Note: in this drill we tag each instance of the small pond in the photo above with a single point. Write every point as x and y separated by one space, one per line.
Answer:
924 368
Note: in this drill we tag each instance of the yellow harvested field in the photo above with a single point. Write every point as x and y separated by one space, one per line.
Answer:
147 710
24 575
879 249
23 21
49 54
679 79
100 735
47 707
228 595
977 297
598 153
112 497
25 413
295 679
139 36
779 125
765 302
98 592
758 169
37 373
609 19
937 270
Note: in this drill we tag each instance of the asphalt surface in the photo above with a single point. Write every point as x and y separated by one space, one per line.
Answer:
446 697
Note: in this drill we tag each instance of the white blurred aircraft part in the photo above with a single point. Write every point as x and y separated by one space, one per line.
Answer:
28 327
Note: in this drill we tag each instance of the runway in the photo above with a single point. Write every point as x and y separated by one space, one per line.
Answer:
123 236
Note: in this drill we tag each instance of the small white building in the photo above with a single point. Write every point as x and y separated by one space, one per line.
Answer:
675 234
...
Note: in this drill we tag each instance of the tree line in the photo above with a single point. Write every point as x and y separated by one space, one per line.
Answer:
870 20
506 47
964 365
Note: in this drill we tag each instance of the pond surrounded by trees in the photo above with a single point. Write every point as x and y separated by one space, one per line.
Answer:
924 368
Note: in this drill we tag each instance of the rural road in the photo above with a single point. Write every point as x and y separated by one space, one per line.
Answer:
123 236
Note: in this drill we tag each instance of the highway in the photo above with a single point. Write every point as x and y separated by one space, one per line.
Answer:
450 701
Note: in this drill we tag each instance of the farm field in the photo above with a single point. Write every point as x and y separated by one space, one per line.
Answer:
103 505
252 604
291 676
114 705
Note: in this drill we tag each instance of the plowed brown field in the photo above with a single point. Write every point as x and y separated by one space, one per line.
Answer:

SHORT TASK: Extract each line of the records above that contains the string "white". Matching is case-sensitive.

RESULT OF THIS EXERCISE:
Note: in this drill we tag each instance of the white blurred aircraft part in the photo above with a single point. Write every point as x and y separated by one space, one per line.
Note: in this drill we tag each instance of the small white building in the photo above with a single point. Write every point as x and y separated by one space, one per line.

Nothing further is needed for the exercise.